Please output exactly the run of lines that starts at the line with "Query: blue sky" and ends at the last line of the records below.

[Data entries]
━━━

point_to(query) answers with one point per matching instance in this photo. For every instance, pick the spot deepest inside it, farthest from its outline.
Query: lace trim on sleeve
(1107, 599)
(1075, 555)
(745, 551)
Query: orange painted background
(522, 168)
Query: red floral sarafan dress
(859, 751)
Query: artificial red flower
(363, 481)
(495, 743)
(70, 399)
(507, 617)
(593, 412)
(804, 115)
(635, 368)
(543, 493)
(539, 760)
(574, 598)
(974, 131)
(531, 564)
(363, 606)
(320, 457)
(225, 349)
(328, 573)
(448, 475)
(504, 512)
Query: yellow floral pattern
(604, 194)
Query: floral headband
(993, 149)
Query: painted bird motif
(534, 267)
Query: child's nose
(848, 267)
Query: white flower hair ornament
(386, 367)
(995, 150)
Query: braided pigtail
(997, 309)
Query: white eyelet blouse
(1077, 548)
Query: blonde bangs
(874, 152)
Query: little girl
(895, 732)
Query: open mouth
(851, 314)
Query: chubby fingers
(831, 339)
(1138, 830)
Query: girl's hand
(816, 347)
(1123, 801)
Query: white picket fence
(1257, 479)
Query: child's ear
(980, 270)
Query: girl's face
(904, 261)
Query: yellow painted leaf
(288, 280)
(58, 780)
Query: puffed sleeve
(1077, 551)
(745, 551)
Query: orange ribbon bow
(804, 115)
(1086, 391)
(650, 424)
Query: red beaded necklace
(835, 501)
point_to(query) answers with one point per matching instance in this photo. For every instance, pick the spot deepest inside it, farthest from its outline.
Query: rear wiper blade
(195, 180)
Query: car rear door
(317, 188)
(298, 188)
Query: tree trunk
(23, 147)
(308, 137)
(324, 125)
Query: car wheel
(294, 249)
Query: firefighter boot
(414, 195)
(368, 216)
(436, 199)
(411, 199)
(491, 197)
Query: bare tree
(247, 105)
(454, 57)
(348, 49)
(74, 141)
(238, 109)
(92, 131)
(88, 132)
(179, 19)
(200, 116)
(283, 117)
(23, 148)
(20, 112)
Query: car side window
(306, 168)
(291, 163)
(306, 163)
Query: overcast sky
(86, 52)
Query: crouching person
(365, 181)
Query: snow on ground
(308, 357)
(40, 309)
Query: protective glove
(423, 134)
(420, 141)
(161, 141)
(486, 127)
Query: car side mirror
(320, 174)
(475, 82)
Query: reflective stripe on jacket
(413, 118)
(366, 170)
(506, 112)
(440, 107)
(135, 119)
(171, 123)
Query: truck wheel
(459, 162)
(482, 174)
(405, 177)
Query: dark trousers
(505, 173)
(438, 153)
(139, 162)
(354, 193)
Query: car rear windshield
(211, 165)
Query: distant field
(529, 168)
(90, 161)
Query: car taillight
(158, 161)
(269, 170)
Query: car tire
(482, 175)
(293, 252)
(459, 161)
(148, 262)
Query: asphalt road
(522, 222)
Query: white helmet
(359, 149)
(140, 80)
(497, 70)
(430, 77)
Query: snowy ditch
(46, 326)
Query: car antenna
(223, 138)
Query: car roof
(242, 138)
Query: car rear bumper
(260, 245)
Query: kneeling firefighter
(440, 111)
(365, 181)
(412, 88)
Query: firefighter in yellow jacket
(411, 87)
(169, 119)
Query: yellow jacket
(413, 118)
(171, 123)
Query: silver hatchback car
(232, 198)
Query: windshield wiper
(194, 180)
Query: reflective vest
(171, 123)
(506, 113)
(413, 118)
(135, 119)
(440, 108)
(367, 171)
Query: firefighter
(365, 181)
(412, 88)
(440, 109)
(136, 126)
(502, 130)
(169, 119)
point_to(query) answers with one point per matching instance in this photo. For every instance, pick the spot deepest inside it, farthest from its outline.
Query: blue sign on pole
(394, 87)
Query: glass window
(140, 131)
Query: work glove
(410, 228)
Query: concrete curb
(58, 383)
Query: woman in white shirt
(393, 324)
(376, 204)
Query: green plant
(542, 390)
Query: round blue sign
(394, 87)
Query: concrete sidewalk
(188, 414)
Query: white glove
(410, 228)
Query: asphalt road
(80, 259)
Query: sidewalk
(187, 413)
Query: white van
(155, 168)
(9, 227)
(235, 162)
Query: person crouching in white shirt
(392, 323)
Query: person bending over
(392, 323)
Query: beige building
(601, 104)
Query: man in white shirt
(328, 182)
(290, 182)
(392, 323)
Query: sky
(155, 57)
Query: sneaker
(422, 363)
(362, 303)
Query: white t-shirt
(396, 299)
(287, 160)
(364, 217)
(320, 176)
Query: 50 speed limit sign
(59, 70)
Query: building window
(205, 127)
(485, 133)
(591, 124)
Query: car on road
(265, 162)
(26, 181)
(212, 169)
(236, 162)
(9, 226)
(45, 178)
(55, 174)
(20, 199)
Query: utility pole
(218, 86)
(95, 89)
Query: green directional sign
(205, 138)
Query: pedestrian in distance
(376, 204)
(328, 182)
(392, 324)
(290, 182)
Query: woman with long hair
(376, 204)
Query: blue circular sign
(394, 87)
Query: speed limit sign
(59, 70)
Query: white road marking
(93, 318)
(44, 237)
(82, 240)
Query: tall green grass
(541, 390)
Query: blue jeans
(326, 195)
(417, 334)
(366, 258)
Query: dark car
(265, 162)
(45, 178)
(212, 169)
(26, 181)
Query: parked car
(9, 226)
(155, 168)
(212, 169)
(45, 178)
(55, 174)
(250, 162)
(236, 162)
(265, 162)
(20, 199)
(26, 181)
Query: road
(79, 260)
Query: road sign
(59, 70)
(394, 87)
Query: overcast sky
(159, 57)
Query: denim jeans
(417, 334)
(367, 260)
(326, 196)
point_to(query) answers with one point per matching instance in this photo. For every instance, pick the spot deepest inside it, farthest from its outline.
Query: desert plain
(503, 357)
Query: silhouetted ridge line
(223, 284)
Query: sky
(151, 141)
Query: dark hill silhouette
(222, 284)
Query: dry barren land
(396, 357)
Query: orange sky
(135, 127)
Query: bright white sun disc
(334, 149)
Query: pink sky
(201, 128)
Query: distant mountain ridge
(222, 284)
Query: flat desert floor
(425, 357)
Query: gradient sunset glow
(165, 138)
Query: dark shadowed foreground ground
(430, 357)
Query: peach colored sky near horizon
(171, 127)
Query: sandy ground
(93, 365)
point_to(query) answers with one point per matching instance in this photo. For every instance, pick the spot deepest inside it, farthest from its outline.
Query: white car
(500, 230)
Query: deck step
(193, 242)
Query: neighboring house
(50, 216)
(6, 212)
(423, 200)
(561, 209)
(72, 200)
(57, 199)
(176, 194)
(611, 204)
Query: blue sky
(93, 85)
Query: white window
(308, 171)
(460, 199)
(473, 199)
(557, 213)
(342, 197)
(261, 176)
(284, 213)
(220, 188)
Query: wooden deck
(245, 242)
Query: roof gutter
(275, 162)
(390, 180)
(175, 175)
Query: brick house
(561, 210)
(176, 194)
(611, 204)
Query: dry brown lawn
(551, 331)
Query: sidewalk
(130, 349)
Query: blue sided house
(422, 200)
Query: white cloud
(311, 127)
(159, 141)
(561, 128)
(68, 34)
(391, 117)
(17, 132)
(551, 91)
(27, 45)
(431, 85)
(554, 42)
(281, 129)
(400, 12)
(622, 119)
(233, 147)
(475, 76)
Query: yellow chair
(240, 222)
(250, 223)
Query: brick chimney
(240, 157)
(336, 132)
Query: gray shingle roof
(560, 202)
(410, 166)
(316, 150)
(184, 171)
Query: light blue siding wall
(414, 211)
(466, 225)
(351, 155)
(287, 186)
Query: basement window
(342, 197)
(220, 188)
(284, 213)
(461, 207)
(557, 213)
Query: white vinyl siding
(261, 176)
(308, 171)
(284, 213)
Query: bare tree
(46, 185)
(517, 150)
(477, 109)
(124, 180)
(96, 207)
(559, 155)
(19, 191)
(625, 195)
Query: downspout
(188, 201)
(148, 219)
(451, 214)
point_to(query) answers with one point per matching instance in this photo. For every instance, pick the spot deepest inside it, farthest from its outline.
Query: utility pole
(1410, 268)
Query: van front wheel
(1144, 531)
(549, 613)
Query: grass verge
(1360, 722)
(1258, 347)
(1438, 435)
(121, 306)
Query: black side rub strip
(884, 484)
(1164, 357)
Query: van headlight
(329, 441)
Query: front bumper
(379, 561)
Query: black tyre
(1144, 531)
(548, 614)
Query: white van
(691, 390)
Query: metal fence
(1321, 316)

━━━

## Task solution
Query: blue sky
(93, 85)
Query: white window
(308, 171)
(460, 199)
(473, 199)
(557, 213)
(342, 197)
(261, 176)
(284, 213)
(220, 188)
Query: wooden deck
(245, 242)
Query: roof gutter
(275, 162)
(390, 180)
(175, 175)
Query: brick house
(561, 210)
(176, 194)
(611, 204)
Query: dry brown lawn
(551, 331)
Query: sidewalk
(130, 349)
Query: blue sided house
(422, 200)
Query: white cloud
(311, 127)
(159, 141)
(561, 128)
(68, 34)
(391, 117)
(17, 132)
(551, 91)
(27, 45)
(431, 85)
(554, 42)
(281, 129)
(400, 12)
(622, 119)
(233, 147)
(475, 76)
Query: yellow chair
(240, 222)
(250, 223)
Query: brick chimney
(240, 157)
(336, 132)
Query: gray shingle roof
(560, 202)
(410, 166)
(316, 150)
(184, 171)
Query: light blue siding wall
(414, 211)
(466, 225)
(351, 155)
(287, 186)
Query: basement window
(342, 197)
(220, 188)
(284, 213)
(461, 207)
(557, 213)
Query: white vinyl siding
(261, 176)
(308, 171)
(284, 213)
Query: bare tree
(46, 185)
(517, 150)
(477, 109)
(124, 180)
(96, 207)
(559, 155)
(19, 191)
(625, 195)
Query: downspout
(188, 201)
(148, 219)
(451, 214)
point_to(query) answers with one point per matching instance in this photo. For every instance, pick the spot deepest inside it, farthest from its outline.
Query: utility pole
(1410, 268)
Query: van front wheel
(1144, 531)
(549, 613)
Query: grass verge
(1360, 722)
(1258, 347)
(1438, 435)
(121, 306)
Query: black side rub strip
(884, 484)
(1164, 357)
Query: van headlight
(329, 441)
Query: front bumper
(379, 561)
Query: black tyre
(1144, 531)
(548, 614)
Query: white van
(691, 390)
Query: metal fence
(1321, 316)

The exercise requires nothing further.